— Instrucciones de tareas —
1. Según el texto sobre el habla sayaguesa, ¿qué autores se burlaron en sus obras de ese habla?
2. Prosigue el texto sobre el habla sayaguesa a partir de su última frase.

— Texto del documento —

□ □ □ □

Sayago aún tiene agujetas históricas de Cervantes. Y de Juan del Encina. Y de Lucas Fernández. Y de Lope de Vega. Todos estos señorones de barba y golilla, y alguno más, se burlaron en sus obras del habla sayaguesa, a la que consideraron una malformación del castellano. El sayagués era como un castellano con joroba y labio leporino, vaya.

Un dialecto que, paradójicamente, jamás se habló en Sayago, porque fue un invento de los escritores, una alquimia de palabras rústicas cogidas de aquí y allá y tuneadas con la intención de ridiculizar el habla de los pastores y aldeanos en el teatro, lo cual provocaba las risotadas academicistas y bobaliconas de los señoritos del siglo XV y posteriores centurias. Más o menos como cuando Gila salía en la tele disfrazado de personaje de Delibes, con la boina endémica y la chaqueta de barbecho y pana, y monologaba parodiando o exagerando el hablar apretujado y cantarín de los pueblos.

□ □ □ □

— Líneas mostradas —
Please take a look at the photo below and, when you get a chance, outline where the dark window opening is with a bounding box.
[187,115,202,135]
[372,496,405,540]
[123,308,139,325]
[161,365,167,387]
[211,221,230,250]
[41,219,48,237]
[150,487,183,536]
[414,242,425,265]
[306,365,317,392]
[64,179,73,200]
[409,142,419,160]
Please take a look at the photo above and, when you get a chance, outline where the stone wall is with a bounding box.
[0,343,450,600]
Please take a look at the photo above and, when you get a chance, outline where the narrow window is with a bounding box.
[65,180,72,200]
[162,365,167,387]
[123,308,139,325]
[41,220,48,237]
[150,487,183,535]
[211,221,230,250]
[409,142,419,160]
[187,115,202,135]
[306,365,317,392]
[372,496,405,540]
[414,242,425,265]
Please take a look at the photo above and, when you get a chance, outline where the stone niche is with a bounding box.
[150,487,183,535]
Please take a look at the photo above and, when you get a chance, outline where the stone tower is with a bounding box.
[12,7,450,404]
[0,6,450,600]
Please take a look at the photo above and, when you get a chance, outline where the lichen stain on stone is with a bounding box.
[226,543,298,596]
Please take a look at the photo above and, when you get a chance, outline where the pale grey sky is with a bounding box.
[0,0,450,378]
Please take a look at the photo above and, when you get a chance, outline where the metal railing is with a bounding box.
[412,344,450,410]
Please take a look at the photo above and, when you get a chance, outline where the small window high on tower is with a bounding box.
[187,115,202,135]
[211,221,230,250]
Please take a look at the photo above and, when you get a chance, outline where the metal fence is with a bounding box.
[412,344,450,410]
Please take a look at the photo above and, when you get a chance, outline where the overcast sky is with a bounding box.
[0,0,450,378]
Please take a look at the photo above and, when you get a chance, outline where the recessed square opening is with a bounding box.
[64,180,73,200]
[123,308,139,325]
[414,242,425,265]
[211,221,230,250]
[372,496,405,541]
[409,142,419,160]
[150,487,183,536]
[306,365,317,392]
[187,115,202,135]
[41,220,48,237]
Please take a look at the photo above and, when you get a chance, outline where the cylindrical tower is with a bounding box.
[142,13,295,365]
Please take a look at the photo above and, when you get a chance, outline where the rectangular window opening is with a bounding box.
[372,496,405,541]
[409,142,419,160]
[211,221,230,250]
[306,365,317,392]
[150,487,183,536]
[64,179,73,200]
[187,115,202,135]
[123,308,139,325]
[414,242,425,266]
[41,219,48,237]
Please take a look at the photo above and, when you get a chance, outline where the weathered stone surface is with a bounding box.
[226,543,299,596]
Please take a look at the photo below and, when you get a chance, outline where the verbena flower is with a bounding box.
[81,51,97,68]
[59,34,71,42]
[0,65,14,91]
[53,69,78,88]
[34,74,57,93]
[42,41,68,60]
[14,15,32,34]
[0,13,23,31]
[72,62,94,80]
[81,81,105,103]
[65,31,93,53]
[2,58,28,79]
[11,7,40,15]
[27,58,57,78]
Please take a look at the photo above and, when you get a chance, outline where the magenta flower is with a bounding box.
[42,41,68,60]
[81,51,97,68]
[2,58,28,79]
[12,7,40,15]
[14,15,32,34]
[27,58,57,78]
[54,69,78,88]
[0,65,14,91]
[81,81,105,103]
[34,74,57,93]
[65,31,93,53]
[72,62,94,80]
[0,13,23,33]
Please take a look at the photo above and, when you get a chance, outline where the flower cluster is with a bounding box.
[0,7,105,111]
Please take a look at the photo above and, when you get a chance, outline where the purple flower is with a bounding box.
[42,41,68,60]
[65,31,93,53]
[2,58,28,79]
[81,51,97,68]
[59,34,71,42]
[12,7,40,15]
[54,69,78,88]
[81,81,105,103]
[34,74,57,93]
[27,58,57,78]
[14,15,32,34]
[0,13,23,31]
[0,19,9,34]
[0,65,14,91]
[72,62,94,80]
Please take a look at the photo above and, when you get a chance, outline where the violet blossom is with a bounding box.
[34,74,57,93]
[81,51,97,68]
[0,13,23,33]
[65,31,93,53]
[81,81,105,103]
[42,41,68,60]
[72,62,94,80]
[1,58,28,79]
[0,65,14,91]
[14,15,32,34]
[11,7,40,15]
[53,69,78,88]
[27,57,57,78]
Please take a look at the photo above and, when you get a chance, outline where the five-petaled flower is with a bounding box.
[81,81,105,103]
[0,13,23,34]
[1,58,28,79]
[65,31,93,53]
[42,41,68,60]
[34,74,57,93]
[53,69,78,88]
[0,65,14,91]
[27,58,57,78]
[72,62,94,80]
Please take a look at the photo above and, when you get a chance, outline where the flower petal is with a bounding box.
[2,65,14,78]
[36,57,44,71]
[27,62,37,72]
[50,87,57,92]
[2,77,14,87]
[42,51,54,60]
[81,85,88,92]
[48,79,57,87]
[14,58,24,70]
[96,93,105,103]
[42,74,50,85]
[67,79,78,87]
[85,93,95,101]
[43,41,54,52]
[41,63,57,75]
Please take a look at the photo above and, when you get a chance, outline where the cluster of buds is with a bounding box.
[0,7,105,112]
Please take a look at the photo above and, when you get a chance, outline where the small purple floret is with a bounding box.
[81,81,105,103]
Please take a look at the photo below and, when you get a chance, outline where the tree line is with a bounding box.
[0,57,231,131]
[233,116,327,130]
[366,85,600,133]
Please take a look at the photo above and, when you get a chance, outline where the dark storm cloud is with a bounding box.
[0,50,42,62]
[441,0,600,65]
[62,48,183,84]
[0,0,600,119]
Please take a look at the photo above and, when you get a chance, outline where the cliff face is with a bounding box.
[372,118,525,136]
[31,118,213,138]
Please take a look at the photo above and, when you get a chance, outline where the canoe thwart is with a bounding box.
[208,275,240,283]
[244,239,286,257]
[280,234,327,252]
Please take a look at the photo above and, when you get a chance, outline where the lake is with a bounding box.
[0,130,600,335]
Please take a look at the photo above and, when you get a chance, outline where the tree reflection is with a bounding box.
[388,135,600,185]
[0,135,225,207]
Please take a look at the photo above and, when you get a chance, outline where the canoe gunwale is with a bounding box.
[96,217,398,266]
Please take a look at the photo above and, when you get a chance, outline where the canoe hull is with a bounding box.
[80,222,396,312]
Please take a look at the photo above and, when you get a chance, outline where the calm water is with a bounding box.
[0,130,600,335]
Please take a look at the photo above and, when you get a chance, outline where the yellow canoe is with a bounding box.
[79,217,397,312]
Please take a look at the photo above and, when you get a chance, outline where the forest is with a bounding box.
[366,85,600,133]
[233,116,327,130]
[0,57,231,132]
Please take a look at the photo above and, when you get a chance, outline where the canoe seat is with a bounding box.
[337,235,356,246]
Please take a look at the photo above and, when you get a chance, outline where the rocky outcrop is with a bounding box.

□ □ □ □

— Resultados por tarea —
1. Cervantes, Juan del Encina, Lucas Fernández y Lope de Vega.

2.
El caso es que, de aquellos polvos, estos lodos. Sayagués, en la cuarta acepción del término que da el diccionario de la RAE, sigue siendo sinónimo de persona tosca y grosera, aunque no sea verdad. De hecho, yo conozco a sayagueses con mucha más elegancia y grandeza de ánimo que todos los grandes de España con todas sus mayúsculas heráldicas en sus currículos de piedra.

Todavía hoy, Sayago, junto con alguna que otra comarca como Sanabria o Aliste, continúa siendo la outsider de la provincia de Zamora, que, a su vez, y por desgracia, es una de las cenicientas del país. Por cierto, ¿hasta cuándo nuestros sublimes políticos piensan seguir ninguneando la España interior?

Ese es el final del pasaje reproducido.